→ What needs to be done
Reproduce each of the following entries verbatim, line for line.

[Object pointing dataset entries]
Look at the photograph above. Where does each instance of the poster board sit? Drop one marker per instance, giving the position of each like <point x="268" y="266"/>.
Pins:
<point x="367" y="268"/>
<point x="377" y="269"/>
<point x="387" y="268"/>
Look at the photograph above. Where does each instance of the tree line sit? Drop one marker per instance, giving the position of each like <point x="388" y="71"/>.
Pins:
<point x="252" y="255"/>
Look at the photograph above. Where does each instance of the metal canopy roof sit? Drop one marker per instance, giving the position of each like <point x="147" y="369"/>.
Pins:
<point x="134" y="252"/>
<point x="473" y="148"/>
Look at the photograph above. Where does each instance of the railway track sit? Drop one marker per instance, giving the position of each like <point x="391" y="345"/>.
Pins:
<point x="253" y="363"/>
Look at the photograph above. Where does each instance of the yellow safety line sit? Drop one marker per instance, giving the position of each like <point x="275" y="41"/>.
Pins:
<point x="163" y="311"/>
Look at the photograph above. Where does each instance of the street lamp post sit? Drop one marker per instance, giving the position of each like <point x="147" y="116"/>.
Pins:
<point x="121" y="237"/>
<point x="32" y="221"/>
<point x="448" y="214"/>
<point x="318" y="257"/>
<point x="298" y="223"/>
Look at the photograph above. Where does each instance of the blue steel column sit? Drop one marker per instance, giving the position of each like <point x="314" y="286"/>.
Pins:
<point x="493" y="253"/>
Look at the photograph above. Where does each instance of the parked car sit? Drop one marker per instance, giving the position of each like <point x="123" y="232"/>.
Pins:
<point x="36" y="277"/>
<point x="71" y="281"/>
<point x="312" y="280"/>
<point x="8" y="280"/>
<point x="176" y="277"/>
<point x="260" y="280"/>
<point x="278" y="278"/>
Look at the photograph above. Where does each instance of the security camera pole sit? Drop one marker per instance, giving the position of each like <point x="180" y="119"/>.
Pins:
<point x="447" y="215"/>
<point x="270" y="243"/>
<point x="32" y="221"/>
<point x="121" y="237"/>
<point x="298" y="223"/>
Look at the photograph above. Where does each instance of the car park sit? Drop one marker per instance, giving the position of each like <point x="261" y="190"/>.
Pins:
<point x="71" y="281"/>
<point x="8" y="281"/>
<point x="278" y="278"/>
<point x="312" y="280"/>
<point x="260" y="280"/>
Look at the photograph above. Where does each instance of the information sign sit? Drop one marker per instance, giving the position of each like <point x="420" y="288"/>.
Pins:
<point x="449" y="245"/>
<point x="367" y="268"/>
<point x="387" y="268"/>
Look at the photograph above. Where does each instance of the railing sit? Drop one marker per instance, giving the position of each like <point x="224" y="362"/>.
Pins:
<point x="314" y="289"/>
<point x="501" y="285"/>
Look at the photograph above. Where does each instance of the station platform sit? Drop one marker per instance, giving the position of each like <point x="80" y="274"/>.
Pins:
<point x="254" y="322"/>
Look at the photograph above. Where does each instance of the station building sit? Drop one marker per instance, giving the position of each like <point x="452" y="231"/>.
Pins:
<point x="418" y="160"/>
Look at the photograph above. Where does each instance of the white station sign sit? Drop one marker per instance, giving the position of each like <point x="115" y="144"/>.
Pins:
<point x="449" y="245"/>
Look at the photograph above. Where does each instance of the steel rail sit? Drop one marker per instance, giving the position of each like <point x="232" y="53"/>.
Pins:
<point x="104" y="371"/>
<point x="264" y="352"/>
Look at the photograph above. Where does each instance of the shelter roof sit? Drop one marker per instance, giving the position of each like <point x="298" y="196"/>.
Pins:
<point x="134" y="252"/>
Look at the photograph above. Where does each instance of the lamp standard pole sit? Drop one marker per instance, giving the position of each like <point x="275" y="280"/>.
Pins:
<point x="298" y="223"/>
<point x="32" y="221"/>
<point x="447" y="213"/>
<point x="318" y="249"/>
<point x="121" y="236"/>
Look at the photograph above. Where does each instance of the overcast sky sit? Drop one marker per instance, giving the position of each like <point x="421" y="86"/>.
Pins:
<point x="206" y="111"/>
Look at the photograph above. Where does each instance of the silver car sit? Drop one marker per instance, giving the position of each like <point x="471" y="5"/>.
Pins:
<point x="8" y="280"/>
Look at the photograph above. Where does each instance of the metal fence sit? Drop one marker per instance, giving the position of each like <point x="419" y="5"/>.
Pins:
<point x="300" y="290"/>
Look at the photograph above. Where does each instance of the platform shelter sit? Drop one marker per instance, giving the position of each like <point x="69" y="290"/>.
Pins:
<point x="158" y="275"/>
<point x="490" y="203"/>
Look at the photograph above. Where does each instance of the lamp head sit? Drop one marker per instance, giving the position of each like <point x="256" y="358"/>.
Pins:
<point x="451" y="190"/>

→ Result
Look at the photograph above. Where does each instance of the poster board sit? Drop one marker per instance, giving the position of each like <point x="268" y="266"/>.
Pins:
<point x="367" y="268"/>
<point x="377" y="269"/>
<point x="387" y="268"/>
Look at the photograph above. Where does each instance of the tree line sit? Drop one marker per instance, giving the position of each like <point x="388" y="71"/>.
Pins:
<point x="252" y="255"/>
Look at the photograph above. Where does each instance of the metal canopy roof sit? Drop one marker per instance, giving the position of each like <point x="147" y="369"/>.
Pins:
<point x="134" y="252"/>
<point x="473" y="148"/>
Look at the photograph above. Where does each instance of the railway track sit? Drop one marker per instance, giving the position of each like <point x="391" y="345"/>.
Pins:
<point x="253" y="363"/>
Look at the photograph above. Where does each instance of the yellow safety line sit? Drop one marker per instance, giving the position of each like <point x="275" y="41"/>.
Pins:
<point x="163" y="311"/>
Look at the photograph above. Where does each instance of the street lamp post sit? Drop one marker per instance, giving the position of each like <point x="147" y="116"/>.
Pins:
<point x="121" y="237"/>
<point x="32" y="221"/>
<point x="448" y="214"/>
<point x="318" y="257"/>
<point x="298" y="223"/>
Look at the photograph above. Where does each instance of the blue steel column sit? Drop one marker per instance, giving the position of each like <point x="314" y="286"/>.
Pins:
<point x="493" y="253"/>
Look at the photograph above. Where does each instance of the parked car sit? Drop one marker per instance, giving the position of each like <point x="123" y="232"/>.
Pins:
<point x="36" y="277"/>
<point x="71" y="281"/>
<point x="312" y="280"/>
<point x="8" y="280"/>
<point x="176" y="277"/>
<point x="260" y="280"/>
<point x="278" y="278"/>
Look at the photograph above. Where does each instance of the security camera pole sit? Drop one marker per instance, giving the position of each like <point x="180" y="119"/>.
Pins:
<point x="447" y="215"/>
<point x="270" y="243"/>
<point x="32" y="221"/>
<point x="121" y="237"/>
<point x="298" y="223"/>
Look at the photograph above. Where does each instance of the car park sit? Drop one marker per instance, giving the position of each like <point x="261" y="190"/>.
Pins:
<point x="71" y="281"/>
<point x="8" y="281"/>
<point x="278" y="278"/>
<point x="312" y="280"/>
<point x="260" y="280"/>
Look at the photograph above. Where does each instance of the information sign sit? Drop one marker per instance, giving the position of each like <point x="420" y="288"/>.
Pins:
<point x="449" y="245"/>
<point x="367" y="268"/>
<point x="387" y="268"/>
Look at the photograph above. Where does each instance of the railing sit? Drop one marker per instance, giving the position of each like <point x="224" y="362"/>.
Pins:
<point x="314" y="289"/>
<point x="501" y="285"/>
Look at the photograph above. Where does each instance of the station platform sit? Drop one marker per instance, giving the position of each like <point x="80" y="274"/>.
Pins:
<point x="254" y="322"/>
Look at the photograph above. Where does each instance of the station building sit? Drop one marker per instance, giving the position of each like <point x="452" y="231"/>.
Pins:
<point x="418" y="160"/>
Look at the photograph above. Where does each instance of the white station sign sit? Drop one marker per instance, giving the position of each like <point x="115" y="144"/>.
Pins:
<point x="449" y="245"/>
Look at the photograph above. Where does each instance of the steel rail sit? Drop one marker per instance, giving the position of each like <point x="232" y="53"/>.
Pins:
<point x="104" y="371"/>
<point x="264" y="352"/>
Look at the photograph above. Where does each instance of the shelter roof sit? Drop one marker per instance, giving the position of each like <point x="298" y="196"/>.
Pins:
<point x="134" y="252"/>
Look at the photograph above. Where does each instance of the lamp standard pole sit? Drop one marker per instance, giving the position of each like <point x="275" y="280"/>.
Pins:
<point x="298" y="223"/>
<point x="32" y="221"/>
<point x="447" y="213"/>
<point x="318" y="249"/>
<point x="121" y="236"/>
Look at the photograph above. Where does each instance of the overcast sky sit? Drop one marker per instance, giving the position of each like <point x="421" y="86"/>.
Pins:
<point x="206" y="111"/>
Look at the photograph above. Where does each instance of the silver car sit? Drop one marker per instance, giving the position of each like <point x="471" y="5"/>.
Pins:
<point x="8" y="280"/>
Look at the photograph above. Where does each instance of the metal fence sit? Drop one marker per instance, giving the position of each like <point x="419" y="5"/>.
Pins:
<point x="300" y="290"/>
Look at the photograph above. Where does each instance of the platform shelter sit? Drop one marker per instance, giving the position of each like <point x="69" y="290"/>.
Pins:
<point x="158" y="275"/>
<point x="490" y="203"/>
Look at the photograph above. Where does each instance of the lamp head sit? Drop one marker per instance, giving the position of each like <point x="256" y="358"/>.
Pins:
<point x="451" y="190"/>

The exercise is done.